> _Page excerpt_
Landon Collins may have a point, but his “cancerous” comments toward Eli Apple could infect the New York Giants’ tenuous future.
“How can this season get any sillier?” New York Giants fans have asked this same question countless times throughout the 2017 season.
To reply, their team has rolled up their sleeves and declared “Hold our Gatorade!”.
The final week of this brutal campaign wouldn’t be complete without a Giants-branded controversy, as the feud between secondary teammates Landon Collins and Eli Apple has reached a boiling point. In a radio interview with ESPN’s Bob Wischusen, Collins, who was recently ruled out for the Giants’ finale against Washington on Sunday (1 p.m ET, FOX), referred to Apple as “a cancer”.
Collins never referred to Apple by name, but it was clear who he was referring to.
“There’s only just one corner that needs to grow, and we all know who that is,” he said. After offering praise for fellow defenders Dominique Rodgers-Cromartie and Janoris Jenkins, Collins offered the damning critique of Apple: “That first pick … he’s a cancer.”
In the carnival sideshow that is the 2017 New York Giants, Apple has been one of the star performers. Whether it’s been questions about his effort, mysterious stretches of inactivity, or ill-advised retweets, a sophomore slump would be too kind of a label for the cornerback’s second year. Outside of football, Apple has dealt with several personal issues, ones recently documented by NJ Advance Media’s Dan Duggan.
Ripples in the relationship between Collins and Apple were apparent two weeks ago, in the aftermath of Apple’s retweet of an Ohio State fan account commemorating Dallas Cowboys running back Rod Smith’s game-sealing touchdown against the Giants in their Dec. 10 showdown. Apple and Smith were teammates in Columbus. Earlier that week, Collins said he discussed the situation with Apple, but the Ohio State alum denied that Collins did so. The safety brushed off the apparent slight the next day but now appears to have no qualms about speaking out on the matter.

> _Problem details_
Copy the passage from the Giants article word for word, starting with "To reply, their" and going on through "was referring to.".

> _Recorded information_
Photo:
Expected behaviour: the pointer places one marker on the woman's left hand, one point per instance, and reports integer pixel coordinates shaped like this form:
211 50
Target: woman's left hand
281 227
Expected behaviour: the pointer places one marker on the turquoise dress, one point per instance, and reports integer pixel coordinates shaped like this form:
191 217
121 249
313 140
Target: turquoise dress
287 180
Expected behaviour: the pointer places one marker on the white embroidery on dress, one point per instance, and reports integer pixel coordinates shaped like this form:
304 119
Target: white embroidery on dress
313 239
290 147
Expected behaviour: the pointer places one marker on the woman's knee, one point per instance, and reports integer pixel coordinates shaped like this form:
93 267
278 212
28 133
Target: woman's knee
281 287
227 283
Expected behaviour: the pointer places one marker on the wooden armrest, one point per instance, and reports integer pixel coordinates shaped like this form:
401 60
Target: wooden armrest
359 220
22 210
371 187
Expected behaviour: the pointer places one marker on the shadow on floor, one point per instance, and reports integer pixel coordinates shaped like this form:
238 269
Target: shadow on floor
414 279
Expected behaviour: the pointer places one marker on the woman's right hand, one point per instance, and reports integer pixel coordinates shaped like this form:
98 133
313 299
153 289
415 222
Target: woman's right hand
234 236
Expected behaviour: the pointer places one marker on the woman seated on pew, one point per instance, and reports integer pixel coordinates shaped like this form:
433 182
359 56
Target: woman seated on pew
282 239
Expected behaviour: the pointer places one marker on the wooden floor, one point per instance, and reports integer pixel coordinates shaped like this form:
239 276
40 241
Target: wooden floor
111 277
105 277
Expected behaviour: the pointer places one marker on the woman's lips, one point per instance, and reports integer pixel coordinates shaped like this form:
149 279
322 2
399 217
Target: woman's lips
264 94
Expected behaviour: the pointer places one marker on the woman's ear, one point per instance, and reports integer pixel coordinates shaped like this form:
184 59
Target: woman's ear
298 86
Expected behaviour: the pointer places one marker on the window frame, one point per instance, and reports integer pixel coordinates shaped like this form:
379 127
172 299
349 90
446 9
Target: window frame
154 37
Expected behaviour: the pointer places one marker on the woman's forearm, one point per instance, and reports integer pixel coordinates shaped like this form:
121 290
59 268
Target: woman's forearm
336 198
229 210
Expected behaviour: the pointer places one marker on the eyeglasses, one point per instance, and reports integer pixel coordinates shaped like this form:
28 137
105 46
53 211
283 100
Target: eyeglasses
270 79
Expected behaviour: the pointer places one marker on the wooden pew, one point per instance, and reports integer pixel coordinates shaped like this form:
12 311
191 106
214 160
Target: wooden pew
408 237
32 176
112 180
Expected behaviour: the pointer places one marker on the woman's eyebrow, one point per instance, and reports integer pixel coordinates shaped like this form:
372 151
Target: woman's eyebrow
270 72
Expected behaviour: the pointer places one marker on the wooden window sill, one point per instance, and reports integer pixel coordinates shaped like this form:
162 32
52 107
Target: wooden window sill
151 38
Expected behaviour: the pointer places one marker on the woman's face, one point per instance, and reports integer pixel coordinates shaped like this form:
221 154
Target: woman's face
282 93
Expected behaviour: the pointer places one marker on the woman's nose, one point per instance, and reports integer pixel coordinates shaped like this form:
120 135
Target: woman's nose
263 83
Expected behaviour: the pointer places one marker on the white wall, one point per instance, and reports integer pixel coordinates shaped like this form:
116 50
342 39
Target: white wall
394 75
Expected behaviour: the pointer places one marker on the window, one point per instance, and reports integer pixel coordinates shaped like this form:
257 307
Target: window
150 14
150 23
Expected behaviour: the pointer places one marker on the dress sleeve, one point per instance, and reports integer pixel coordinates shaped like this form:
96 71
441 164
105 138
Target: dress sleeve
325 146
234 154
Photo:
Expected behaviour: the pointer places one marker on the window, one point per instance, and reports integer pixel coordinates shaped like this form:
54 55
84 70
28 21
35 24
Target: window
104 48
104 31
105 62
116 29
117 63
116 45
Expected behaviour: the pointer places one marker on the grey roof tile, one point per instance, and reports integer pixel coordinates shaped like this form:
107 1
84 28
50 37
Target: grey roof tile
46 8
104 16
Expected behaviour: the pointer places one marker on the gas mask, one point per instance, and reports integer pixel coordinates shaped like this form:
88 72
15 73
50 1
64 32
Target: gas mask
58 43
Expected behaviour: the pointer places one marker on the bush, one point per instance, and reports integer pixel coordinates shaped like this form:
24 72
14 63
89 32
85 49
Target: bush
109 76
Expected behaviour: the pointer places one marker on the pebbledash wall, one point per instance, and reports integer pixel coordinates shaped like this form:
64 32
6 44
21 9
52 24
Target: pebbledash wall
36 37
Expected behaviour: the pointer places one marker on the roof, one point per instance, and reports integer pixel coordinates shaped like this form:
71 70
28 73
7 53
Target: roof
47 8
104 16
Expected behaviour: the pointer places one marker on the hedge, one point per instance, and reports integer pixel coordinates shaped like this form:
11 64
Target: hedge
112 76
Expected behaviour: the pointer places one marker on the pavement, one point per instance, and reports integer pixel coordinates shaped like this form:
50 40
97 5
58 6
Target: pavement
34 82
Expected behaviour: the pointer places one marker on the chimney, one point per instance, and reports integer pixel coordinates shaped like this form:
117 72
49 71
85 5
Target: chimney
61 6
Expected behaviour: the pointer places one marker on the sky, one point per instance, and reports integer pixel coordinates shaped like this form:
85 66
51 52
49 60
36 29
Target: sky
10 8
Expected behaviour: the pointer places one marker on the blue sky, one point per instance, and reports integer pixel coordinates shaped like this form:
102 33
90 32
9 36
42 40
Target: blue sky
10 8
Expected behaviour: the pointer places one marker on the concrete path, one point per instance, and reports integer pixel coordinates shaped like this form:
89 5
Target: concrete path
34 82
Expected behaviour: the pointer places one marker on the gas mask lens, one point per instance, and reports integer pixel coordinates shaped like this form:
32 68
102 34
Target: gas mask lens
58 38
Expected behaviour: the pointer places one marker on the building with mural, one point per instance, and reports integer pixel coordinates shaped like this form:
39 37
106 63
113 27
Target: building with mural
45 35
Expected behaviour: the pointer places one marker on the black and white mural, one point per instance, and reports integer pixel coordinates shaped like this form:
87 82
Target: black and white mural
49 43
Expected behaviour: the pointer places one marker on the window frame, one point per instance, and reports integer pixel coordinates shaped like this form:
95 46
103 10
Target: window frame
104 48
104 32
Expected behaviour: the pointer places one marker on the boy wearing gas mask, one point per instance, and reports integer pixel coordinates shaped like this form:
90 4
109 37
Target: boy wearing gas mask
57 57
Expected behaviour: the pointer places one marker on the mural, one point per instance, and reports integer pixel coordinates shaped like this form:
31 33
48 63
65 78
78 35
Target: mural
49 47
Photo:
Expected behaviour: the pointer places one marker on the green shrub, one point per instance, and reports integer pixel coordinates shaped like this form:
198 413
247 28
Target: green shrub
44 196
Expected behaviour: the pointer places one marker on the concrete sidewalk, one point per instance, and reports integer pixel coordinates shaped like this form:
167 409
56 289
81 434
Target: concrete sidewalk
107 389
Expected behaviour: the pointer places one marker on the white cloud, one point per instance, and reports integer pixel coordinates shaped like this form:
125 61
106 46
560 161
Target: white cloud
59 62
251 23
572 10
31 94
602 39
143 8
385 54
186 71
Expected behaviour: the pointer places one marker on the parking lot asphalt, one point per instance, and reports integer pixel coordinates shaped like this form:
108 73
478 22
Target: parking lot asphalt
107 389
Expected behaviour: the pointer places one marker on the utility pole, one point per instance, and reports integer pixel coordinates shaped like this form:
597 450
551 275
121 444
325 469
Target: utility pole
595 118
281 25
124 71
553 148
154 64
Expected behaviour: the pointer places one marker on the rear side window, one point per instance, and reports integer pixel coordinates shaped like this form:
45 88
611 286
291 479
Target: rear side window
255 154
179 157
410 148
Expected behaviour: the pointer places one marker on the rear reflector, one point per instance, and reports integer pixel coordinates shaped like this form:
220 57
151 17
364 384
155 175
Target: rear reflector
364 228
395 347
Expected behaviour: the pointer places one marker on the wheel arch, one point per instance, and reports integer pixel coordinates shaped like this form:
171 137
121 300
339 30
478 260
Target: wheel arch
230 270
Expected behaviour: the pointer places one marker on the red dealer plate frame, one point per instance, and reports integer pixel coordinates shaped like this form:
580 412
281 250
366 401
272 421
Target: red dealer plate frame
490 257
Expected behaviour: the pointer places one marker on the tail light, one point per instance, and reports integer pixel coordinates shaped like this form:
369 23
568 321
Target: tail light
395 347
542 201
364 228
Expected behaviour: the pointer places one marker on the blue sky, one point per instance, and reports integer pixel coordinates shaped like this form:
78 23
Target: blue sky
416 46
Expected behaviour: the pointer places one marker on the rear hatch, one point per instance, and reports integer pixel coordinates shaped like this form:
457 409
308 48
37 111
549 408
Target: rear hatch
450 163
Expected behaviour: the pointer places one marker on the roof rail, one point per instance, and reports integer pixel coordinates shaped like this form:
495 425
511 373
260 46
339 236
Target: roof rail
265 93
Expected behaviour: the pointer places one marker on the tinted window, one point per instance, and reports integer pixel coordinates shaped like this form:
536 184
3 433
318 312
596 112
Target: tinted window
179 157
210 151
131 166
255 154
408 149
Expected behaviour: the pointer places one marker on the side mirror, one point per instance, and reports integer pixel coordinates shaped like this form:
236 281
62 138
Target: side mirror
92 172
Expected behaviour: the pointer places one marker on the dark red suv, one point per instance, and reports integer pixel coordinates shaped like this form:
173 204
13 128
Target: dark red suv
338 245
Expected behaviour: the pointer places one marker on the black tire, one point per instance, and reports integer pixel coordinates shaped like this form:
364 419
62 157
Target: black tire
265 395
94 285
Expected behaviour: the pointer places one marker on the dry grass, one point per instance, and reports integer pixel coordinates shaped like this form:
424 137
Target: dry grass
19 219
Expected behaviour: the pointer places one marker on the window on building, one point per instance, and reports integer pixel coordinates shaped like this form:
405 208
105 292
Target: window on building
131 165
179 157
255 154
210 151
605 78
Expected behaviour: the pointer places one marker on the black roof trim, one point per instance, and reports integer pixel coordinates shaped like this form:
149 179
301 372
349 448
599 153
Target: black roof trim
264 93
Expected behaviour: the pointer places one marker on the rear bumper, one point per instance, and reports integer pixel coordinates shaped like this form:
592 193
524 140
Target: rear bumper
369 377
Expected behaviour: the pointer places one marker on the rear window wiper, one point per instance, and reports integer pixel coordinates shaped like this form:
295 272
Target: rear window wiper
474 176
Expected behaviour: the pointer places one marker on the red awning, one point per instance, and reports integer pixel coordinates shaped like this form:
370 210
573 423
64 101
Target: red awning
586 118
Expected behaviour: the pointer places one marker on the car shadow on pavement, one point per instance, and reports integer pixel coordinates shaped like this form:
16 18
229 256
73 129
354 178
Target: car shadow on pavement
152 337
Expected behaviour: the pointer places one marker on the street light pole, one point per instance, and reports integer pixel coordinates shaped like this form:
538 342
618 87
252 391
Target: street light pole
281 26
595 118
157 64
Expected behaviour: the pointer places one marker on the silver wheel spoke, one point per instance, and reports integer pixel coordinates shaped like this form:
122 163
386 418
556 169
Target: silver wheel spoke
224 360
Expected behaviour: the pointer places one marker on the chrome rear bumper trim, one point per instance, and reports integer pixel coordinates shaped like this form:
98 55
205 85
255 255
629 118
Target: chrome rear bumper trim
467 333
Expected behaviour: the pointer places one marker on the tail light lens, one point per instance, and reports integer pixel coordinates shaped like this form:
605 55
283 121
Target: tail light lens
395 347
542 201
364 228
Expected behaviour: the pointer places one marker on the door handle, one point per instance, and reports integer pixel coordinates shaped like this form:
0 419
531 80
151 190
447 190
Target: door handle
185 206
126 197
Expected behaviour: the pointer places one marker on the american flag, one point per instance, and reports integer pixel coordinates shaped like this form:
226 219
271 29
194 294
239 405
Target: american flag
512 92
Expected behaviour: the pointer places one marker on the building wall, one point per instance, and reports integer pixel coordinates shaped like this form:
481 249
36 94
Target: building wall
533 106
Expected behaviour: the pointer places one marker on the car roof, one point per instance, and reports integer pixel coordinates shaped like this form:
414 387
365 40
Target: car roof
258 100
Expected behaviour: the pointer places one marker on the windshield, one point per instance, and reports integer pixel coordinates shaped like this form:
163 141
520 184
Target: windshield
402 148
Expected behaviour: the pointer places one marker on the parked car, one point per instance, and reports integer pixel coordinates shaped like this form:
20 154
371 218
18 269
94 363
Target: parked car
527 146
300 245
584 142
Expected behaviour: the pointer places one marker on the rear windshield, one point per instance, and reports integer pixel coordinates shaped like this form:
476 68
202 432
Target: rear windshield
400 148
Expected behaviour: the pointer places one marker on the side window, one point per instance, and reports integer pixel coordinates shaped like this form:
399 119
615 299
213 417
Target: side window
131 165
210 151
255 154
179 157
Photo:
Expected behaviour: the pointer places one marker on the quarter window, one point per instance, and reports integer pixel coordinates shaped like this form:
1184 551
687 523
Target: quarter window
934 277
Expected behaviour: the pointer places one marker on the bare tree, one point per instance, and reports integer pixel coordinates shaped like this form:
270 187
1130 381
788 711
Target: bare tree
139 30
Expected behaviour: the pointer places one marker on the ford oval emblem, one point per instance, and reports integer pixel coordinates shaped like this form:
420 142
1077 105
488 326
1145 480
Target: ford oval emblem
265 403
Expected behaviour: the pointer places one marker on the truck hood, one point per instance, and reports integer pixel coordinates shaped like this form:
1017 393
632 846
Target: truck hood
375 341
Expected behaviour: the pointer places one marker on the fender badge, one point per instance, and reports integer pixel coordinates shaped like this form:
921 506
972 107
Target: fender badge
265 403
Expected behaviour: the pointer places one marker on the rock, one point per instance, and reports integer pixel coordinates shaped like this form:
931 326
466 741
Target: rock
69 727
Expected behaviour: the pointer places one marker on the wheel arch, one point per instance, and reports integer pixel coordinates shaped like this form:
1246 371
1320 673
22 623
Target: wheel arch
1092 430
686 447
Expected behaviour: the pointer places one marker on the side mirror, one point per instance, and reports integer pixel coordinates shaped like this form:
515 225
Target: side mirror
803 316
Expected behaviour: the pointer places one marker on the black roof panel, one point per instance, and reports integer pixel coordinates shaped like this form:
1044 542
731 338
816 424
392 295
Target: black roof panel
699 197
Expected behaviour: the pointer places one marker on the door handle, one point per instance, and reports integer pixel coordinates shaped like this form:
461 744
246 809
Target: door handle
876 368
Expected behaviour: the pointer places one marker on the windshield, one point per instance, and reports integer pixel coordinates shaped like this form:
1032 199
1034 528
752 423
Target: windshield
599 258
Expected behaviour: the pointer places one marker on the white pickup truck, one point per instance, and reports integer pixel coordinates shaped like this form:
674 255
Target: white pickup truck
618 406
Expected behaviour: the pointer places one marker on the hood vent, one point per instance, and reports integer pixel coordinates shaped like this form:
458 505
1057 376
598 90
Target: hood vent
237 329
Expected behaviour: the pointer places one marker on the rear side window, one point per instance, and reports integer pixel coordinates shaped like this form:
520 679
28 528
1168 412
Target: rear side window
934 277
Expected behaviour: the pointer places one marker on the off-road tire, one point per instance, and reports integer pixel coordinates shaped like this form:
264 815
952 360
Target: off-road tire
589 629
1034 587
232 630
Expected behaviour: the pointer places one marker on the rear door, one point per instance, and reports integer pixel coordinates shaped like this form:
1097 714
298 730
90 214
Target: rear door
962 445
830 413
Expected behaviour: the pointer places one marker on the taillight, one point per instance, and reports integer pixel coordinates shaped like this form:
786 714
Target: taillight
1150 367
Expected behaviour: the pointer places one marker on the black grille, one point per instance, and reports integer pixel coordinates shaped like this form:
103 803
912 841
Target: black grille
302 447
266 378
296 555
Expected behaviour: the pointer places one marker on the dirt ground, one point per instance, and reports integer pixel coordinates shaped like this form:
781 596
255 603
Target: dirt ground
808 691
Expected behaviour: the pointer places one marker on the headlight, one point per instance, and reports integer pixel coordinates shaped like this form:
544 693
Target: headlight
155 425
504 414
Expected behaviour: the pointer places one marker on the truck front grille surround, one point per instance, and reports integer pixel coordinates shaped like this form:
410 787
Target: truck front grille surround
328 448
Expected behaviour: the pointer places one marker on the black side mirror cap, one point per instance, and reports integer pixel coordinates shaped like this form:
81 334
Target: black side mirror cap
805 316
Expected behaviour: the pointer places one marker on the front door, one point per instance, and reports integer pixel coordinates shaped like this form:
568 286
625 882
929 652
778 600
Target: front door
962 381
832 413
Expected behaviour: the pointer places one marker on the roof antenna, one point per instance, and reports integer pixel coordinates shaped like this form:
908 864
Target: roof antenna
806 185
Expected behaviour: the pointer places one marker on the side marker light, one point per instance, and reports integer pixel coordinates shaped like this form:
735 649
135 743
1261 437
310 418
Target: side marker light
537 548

> _Expected output_
To reply, their team has rolled up their sleeves and declared “Hold our Gatorade!”.
The final week of this brutal campaign wouldn’t be complete without a Giants-branded controversy, as the feud between secondary teammates Landon Collins and Eli Apple has reached a boiling point. In a radio interview with ESPN’s Bob Wischusen, Collins, who was recently ruled out for the Giants’ finale against Washington on Sunday (1 p.m ET, FOX), referred to Apple as “a cancer”.
Collins never referred to Apple by name, but it was clear who he was referring to.